Gissila et al. (2004) studied the seasonal rainfalls of Ethiopia in the period between June and September. Their results indicated that rainfall forecast was very efficient for the western part of the central Ethiopia. Maria et al. (2005) used neural networks and regression models to forecast the rainfall in Sao Paulo, Brazil. The results indicated the efficiency of both methods in forecasting the rainfall. Singh et al. (2004) used small-scale atmospheric circulation to predict monsoon rainfall in Anas basin, India. Their results indicate that the statistical small-scale model is preferable for rainfall forecast based on daily atmospheric circulation pattern in Indian semi-arid regions. Mooley and Paolino (2006) studied the relationship between fields of geo-potential height at 700 and 500 hpa levels in northern hemisphere and monsoon rainfalls in India (June to September). The findings revealed that the best region for the effect of geo-potential height at 700 hpa level on Indian monsoon rainfall is over the Pacific in the time-span January to April.

[Stored entries]
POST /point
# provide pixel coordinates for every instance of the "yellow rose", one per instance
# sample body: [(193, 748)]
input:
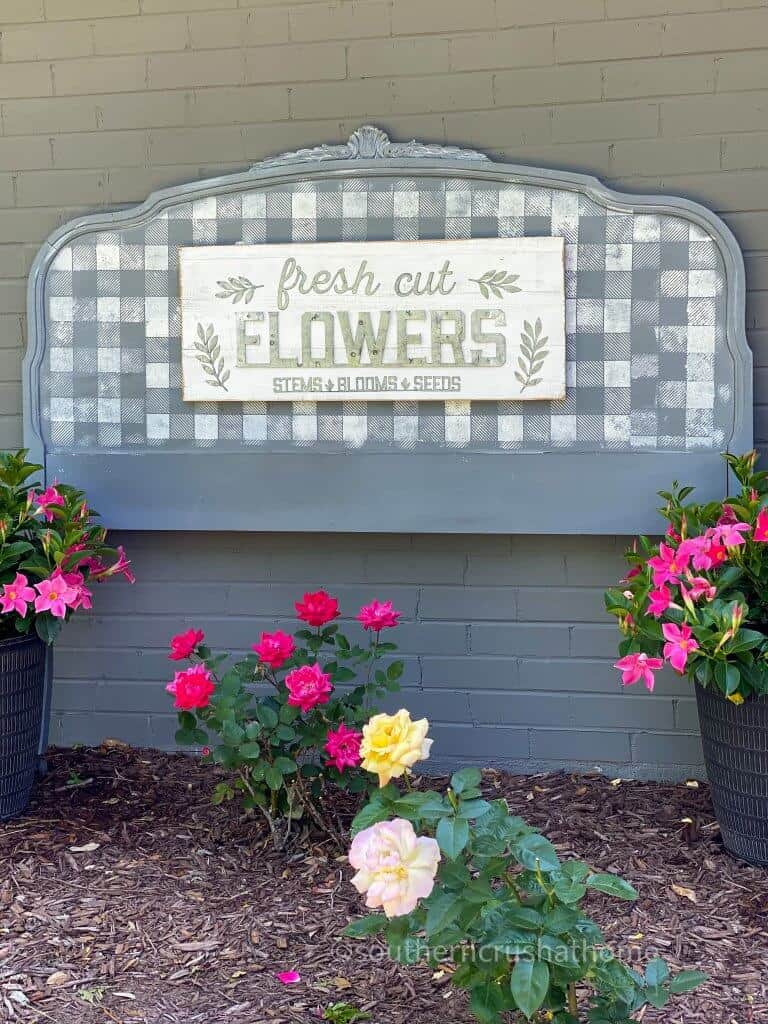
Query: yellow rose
[(391, 743)]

Exercise requirements:
Answer these questions from the rainfall passage:
1. Which city's rainfall did Maria et al. (2005) forecast?
2. In which basin did Singh et al. (2004) predict monsoon rainfall?
3. According to Mooley and Paolino (2006), over which region and in which time-span is the effect of geo-potential height at the 700 hpa level on Indian monsoon rainfall best?
The lines under Stored entries are separate from the rainfall passage.

Finished exercise:
1. Sao Paulo, Brazil.
2. The Anas basin, India.
3. Over the Pacific, from January to April.